- _AIM_: Please rewrite the lines below as a two-column CSV with the headers instruction and result, giving each line its own row. Put the line's text under instruction and its answer under result, each in one quoted field with line breaks turned into spaces.
++++++++++
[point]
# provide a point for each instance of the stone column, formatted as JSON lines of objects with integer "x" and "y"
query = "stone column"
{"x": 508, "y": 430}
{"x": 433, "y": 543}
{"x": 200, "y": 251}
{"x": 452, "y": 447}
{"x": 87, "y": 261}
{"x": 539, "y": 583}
++++++++++
- _TASK ANSWER_:
instruction,result
"[point] # provide a point for each instance of the stone column, formatted as JSON lines of objects with integer ""x"" and ""y"" query = ""stone column""","{""x"": 508, ""y"": 430} {""x"": 433, ""y"": 543} {""x"": 200, ""y"": 251} {""x"": 452, ""y"": 447} {""x"": 87, ""y"": 261} {""x"": 539, ""y"": 583}"